* [DESCRIPTION OF THE TASK] Show every line of the rows that contains the word "white".

* [RECORDS SHOWN]
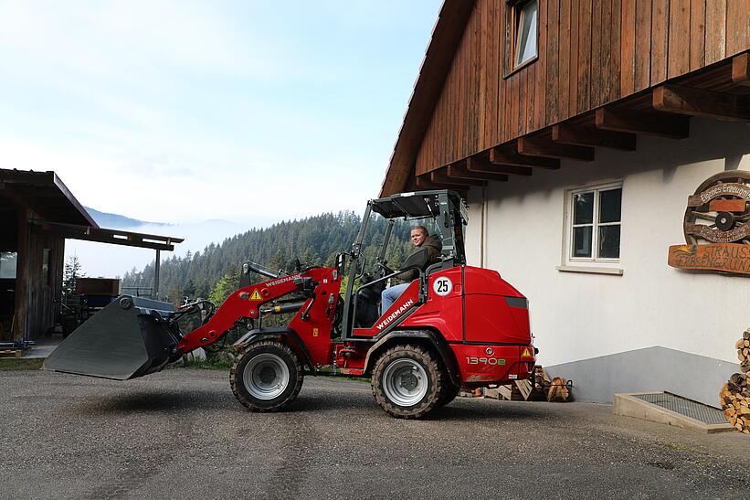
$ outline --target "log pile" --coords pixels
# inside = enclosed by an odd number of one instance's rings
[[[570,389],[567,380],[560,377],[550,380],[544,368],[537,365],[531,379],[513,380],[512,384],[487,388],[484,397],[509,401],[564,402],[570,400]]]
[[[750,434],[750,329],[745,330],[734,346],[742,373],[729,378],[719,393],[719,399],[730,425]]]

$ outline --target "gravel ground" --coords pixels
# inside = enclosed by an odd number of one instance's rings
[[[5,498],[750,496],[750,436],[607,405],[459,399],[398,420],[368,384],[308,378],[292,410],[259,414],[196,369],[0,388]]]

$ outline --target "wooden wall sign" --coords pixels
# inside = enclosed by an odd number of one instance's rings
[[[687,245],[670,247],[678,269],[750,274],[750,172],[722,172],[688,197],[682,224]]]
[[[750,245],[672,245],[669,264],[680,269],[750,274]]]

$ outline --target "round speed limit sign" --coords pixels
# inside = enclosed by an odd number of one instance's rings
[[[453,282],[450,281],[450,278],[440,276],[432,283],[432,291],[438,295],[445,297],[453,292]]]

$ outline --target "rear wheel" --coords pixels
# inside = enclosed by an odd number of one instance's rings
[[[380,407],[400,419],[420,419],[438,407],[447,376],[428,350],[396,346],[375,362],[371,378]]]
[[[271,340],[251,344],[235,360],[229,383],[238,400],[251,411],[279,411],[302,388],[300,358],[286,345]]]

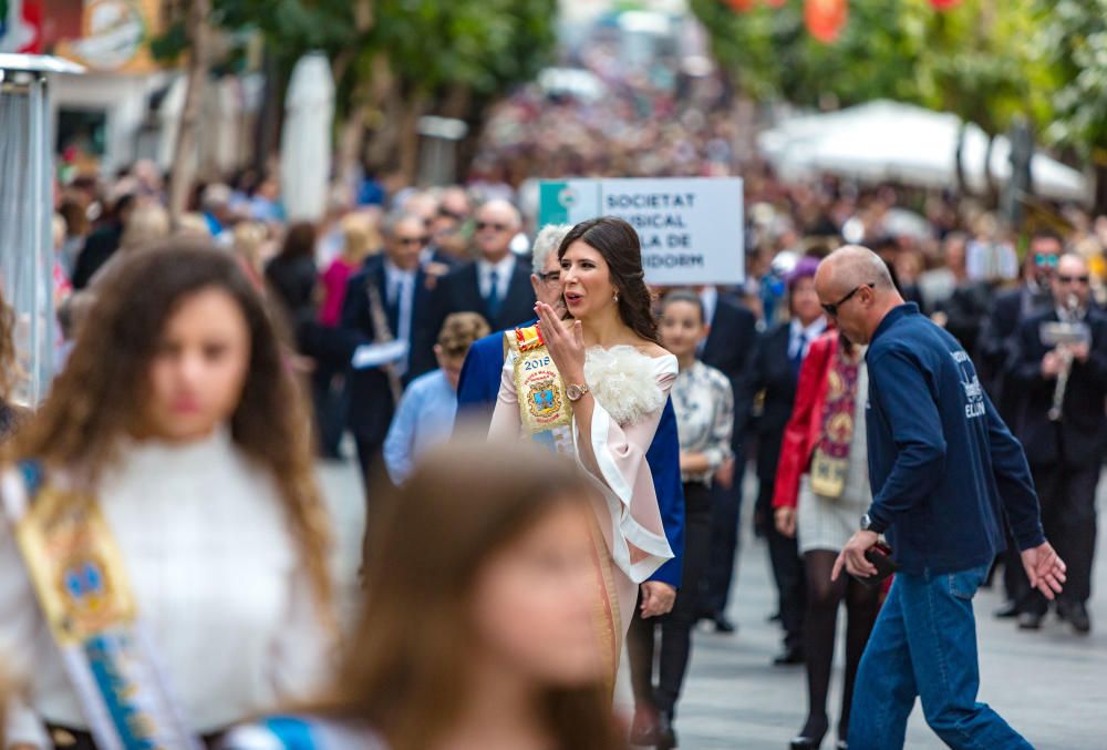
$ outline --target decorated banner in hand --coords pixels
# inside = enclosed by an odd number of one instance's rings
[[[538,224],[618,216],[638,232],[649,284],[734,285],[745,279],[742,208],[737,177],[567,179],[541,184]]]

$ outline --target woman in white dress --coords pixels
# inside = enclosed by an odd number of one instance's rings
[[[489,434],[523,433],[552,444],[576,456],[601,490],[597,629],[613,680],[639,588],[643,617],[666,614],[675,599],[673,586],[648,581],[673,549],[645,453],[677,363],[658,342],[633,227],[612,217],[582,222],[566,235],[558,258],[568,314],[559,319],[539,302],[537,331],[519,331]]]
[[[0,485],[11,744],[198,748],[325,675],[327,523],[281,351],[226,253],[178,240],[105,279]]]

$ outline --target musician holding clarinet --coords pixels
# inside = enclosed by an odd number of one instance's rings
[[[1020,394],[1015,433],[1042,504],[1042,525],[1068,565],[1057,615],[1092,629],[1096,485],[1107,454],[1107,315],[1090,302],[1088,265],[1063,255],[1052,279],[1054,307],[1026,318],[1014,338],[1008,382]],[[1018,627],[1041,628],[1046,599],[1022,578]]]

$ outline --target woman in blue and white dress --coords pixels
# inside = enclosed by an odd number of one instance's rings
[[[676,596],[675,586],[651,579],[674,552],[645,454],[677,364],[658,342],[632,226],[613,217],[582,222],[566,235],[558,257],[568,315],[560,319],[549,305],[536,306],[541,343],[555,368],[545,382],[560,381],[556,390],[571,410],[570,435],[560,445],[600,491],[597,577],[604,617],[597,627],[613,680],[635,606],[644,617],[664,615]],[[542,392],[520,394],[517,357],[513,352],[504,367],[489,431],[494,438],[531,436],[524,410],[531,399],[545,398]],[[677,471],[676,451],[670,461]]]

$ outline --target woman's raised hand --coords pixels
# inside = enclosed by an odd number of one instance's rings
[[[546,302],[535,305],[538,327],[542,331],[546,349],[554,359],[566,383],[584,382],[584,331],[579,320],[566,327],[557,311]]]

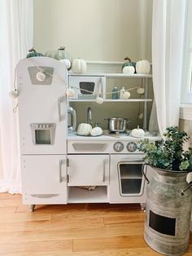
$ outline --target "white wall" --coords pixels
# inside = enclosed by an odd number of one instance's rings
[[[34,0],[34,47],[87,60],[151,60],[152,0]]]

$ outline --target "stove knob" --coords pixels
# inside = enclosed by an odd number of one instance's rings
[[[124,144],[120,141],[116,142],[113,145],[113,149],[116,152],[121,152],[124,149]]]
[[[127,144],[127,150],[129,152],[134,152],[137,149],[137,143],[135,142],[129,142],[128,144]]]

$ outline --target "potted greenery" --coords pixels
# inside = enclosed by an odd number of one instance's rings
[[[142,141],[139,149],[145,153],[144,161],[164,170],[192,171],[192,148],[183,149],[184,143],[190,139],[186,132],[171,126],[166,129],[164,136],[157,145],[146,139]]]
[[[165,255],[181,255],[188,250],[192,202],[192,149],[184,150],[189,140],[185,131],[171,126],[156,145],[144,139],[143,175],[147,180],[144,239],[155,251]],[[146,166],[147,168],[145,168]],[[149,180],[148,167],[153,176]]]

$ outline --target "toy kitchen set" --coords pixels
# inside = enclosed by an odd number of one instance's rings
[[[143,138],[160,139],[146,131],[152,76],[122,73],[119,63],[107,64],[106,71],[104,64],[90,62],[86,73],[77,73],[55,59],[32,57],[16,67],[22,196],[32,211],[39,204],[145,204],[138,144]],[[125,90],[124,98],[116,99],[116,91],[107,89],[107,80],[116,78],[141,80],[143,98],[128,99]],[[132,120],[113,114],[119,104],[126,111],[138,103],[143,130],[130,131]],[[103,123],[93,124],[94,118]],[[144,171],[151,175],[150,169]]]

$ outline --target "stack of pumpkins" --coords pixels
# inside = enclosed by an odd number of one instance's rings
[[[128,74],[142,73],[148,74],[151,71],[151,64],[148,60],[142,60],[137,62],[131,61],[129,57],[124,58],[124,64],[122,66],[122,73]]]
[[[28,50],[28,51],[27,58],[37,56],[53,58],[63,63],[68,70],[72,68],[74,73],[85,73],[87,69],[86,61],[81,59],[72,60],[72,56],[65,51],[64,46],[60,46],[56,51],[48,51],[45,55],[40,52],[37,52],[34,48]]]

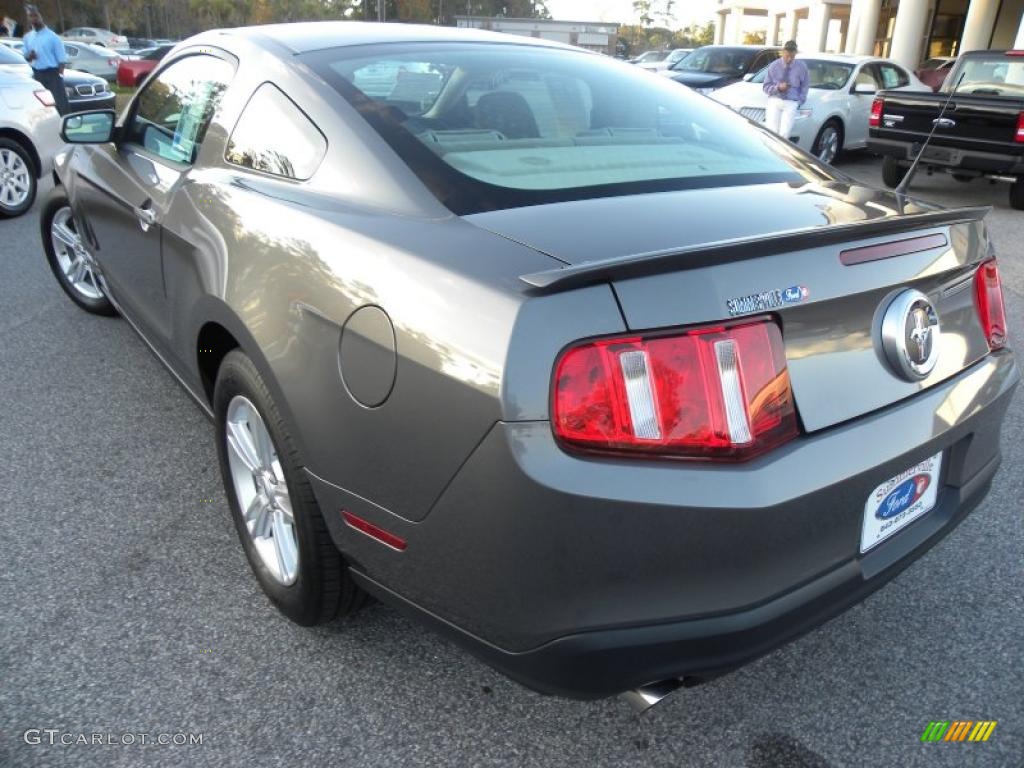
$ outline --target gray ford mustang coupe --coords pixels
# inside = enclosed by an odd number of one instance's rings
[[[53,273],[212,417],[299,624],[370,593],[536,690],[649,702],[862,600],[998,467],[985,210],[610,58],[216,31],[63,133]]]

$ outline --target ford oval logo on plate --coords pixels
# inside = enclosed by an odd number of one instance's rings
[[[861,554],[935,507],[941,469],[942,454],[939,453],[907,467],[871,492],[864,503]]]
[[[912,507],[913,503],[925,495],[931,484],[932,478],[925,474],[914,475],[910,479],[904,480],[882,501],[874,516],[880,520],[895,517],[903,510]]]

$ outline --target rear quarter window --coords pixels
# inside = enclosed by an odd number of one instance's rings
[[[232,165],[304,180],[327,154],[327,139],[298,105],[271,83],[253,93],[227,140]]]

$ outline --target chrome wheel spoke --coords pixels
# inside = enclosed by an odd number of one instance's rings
---
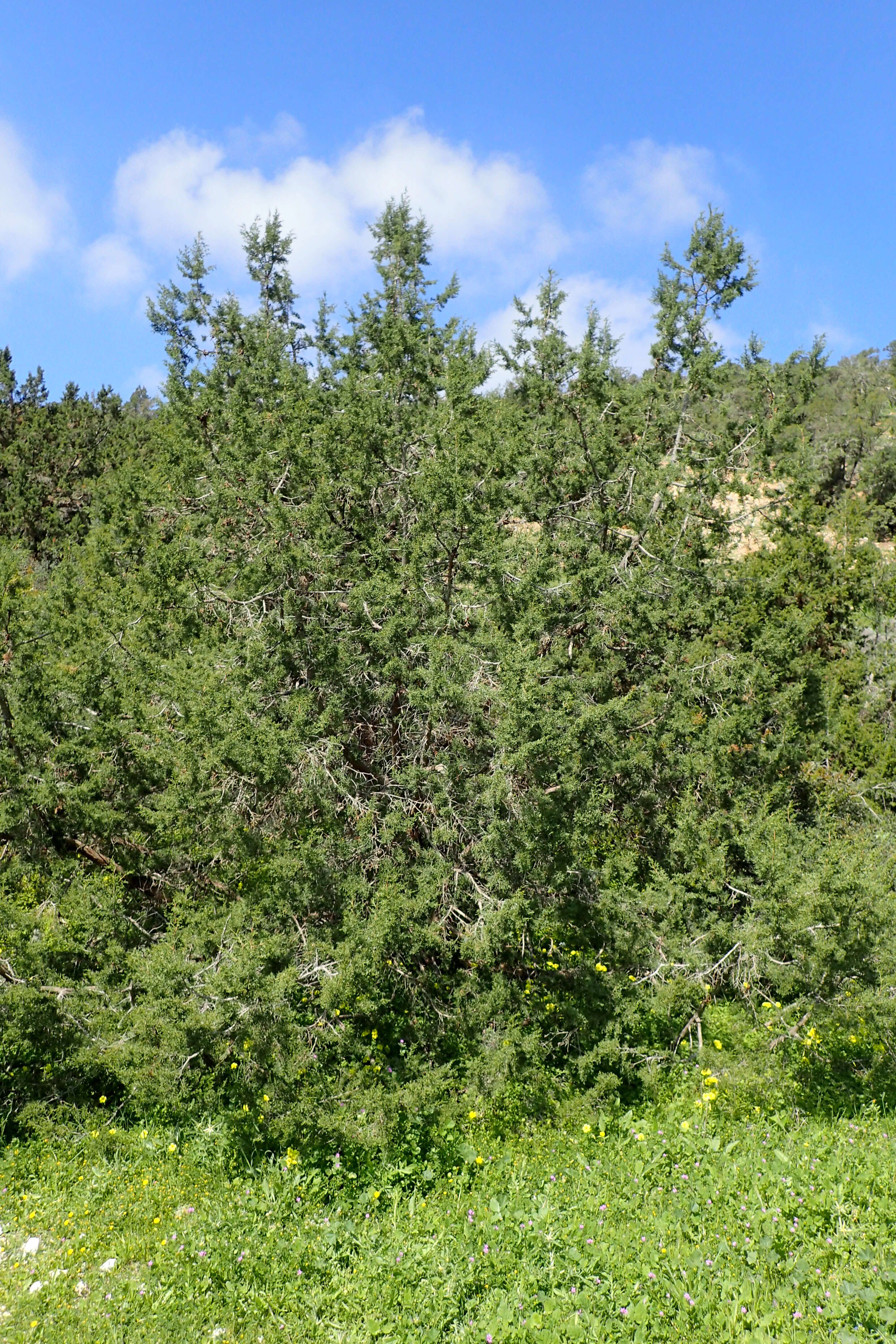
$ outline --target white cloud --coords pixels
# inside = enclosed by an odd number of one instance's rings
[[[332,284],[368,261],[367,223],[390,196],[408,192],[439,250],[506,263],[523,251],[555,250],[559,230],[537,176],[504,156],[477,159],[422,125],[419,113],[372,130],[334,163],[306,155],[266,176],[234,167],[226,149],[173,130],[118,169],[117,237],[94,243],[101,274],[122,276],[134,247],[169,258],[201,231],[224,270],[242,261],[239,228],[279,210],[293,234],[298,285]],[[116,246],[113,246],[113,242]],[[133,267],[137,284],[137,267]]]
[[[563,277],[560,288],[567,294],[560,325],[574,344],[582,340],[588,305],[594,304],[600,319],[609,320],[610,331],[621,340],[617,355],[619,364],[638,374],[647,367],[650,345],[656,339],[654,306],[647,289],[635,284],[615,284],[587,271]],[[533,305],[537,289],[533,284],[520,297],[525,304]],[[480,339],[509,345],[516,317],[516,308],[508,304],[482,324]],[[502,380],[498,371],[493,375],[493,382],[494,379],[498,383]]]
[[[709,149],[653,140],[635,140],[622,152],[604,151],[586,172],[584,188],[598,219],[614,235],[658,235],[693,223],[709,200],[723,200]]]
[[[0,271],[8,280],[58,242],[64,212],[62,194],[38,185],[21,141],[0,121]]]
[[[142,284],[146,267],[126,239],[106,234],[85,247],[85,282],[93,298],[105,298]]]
* * *
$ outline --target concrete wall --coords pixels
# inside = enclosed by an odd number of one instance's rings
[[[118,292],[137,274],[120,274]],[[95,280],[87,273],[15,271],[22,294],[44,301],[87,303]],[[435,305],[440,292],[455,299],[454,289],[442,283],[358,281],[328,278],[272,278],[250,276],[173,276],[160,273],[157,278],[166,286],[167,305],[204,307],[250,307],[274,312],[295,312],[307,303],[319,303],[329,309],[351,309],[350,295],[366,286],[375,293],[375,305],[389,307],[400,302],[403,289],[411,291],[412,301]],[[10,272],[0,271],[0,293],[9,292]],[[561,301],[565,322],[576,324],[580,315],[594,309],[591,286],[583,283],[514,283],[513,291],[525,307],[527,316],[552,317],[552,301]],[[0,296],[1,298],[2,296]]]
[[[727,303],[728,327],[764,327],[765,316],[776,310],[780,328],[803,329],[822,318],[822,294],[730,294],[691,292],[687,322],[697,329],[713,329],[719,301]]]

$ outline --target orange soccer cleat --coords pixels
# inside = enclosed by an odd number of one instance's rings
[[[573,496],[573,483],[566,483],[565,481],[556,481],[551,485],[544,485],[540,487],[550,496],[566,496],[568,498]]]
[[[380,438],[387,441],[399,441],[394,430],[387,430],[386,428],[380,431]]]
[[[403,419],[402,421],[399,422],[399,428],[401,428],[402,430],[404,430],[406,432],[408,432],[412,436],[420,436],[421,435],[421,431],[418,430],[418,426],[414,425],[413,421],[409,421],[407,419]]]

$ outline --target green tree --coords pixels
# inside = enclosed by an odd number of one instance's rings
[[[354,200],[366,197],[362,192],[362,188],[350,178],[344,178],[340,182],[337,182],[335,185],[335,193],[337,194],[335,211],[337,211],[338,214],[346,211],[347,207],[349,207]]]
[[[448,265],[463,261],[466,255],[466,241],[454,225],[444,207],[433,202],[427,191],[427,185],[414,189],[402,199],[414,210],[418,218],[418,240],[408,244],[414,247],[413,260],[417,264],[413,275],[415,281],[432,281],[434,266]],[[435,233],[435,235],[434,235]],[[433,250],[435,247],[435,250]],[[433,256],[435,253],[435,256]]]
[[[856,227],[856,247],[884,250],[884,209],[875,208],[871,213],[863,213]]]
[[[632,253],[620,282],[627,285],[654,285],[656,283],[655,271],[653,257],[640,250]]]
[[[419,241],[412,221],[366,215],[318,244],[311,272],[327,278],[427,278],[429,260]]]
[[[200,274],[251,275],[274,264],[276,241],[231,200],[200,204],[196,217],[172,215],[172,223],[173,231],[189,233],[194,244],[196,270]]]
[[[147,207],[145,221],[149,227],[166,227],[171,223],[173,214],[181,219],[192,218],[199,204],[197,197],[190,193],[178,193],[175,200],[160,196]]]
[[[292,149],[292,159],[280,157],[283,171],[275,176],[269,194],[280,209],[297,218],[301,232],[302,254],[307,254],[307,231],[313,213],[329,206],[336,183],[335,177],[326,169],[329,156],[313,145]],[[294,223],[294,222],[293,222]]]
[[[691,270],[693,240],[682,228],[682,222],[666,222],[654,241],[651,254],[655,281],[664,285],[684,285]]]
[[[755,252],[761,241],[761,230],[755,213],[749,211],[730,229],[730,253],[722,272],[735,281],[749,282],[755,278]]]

* [OUTPUT]
$ outline --target woman in white dress --coords pixels
$ outline --target woman in blue and white dress --coords pixels
$ outline --target "white wall" --coords pixels
$ outline --target white cloud --coords pixels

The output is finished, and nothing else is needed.